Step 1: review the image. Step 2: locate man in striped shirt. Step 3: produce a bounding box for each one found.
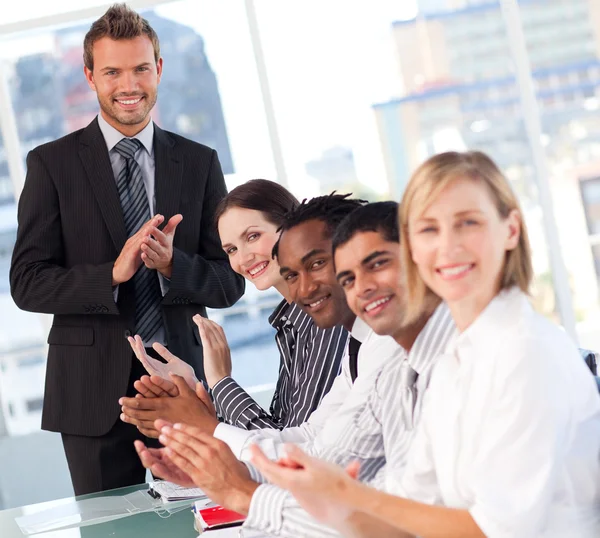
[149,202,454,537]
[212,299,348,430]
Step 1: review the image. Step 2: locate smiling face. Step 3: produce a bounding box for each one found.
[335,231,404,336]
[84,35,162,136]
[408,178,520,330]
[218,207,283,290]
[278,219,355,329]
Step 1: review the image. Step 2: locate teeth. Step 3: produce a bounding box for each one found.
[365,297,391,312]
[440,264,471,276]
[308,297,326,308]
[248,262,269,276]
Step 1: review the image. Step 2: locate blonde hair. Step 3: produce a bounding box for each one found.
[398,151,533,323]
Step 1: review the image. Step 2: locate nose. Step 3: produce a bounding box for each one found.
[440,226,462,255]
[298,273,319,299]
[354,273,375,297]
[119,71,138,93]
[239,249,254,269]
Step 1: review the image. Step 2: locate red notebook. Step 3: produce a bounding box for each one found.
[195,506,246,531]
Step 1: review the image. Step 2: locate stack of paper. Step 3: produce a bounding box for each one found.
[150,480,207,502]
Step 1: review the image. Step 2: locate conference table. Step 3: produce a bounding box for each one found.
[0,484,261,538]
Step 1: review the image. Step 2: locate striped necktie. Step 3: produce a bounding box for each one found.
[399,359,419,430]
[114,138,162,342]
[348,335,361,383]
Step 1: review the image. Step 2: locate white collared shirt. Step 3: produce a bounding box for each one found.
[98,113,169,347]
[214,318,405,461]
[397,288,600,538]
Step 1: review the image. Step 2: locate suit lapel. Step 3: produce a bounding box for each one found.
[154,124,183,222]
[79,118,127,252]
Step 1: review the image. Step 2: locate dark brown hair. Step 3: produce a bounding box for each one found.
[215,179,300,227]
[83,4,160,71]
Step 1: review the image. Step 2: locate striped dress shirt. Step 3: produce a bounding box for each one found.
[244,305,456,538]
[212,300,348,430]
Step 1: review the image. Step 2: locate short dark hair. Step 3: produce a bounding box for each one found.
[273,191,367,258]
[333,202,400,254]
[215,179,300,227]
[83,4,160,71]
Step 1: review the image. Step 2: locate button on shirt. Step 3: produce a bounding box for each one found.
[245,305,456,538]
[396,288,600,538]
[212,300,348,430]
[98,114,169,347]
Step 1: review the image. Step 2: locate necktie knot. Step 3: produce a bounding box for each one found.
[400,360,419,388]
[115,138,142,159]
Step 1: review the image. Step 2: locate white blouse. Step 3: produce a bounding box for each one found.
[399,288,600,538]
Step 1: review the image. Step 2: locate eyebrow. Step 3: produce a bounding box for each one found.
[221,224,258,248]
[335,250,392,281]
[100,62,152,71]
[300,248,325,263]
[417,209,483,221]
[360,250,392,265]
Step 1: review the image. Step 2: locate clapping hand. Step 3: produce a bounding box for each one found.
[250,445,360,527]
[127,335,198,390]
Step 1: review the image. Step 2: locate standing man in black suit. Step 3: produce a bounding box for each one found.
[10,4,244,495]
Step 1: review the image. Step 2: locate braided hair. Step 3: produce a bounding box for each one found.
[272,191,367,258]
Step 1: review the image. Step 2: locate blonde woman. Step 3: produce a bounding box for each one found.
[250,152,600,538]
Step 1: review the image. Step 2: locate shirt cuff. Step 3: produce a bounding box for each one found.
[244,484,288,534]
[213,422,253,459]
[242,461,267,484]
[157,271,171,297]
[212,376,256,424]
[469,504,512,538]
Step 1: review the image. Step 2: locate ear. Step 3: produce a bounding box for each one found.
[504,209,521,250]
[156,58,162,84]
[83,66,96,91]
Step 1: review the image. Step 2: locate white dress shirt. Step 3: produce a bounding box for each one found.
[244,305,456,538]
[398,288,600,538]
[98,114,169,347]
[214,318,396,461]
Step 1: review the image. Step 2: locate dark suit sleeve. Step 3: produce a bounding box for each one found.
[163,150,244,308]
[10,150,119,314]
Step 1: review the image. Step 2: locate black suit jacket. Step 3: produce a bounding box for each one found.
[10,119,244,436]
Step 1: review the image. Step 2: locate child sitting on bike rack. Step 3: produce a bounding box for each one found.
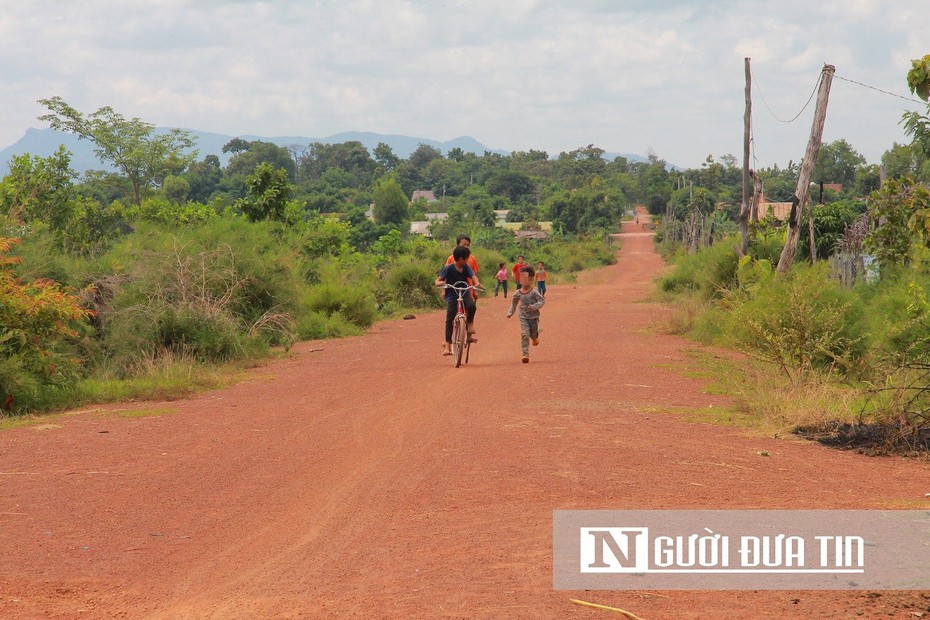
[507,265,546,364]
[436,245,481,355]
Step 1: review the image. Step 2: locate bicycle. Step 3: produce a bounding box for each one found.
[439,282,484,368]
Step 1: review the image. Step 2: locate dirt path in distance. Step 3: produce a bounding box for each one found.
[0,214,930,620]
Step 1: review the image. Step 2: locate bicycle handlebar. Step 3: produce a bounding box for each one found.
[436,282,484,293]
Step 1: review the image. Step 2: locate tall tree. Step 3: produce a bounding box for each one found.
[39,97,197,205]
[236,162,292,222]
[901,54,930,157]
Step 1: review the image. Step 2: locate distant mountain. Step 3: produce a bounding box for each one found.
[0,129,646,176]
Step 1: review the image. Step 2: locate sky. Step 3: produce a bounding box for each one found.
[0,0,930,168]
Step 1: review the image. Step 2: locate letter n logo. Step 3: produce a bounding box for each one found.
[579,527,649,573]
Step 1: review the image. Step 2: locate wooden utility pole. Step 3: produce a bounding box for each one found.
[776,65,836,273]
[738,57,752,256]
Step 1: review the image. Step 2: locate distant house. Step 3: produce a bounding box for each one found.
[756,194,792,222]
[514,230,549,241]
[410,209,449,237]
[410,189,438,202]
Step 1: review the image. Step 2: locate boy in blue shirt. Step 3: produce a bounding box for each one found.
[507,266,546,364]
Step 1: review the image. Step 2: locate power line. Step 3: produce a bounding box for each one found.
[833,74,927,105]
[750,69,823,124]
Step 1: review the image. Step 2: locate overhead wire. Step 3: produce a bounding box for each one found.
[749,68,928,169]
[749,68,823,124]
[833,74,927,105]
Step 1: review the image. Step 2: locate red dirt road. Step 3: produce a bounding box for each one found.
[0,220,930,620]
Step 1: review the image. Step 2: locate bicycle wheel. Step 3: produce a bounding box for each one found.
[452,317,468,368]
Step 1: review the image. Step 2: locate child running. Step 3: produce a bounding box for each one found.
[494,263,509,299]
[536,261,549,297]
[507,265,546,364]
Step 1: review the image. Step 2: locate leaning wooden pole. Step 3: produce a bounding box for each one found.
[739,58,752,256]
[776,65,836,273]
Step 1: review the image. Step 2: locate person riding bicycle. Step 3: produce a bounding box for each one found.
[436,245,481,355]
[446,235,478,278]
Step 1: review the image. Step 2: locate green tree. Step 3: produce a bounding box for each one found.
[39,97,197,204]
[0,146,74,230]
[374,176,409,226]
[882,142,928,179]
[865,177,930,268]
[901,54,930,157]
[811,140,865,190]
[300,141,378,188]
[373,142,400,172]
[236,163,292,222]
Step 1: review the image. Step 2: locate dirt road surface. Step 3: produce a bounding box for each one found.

Work instructions → Resize the part of the listing from the line with "Step 1: review the image. Step 2: locate black" up to and including the line with "[436,282,484,293]". Write out every line in that span, requests included, multiply each bounding box coordinate by 1.95 and round it to a whole number with halves going up, and leave the pictures out.

Reply →
Step 1: review the image. Step 2: locate black suit jacket. Step 3: produce a bounding box for each one found.
[20,232,476,850]
Step 1: review the image. Step 2: locate child sitting on bike rack. Step 3: produce a bounding box for each one found.
[989,517,1065,710]
[850,478,938,692]
Step 1: review the image. Step 2: locate bicycle. Step 3: produce a bounding box for each one found.
[856,550,944,718]
Step 1: review the image. Step 2: locate dirt path in distance. Step 3: produce a bounding box for each one found.
[0,417,1814,1209]
Step 1: review the image. Step 2: locate bicycle handlebar. Step 3: produce a bounding box for each one found.
[850,550,944,571]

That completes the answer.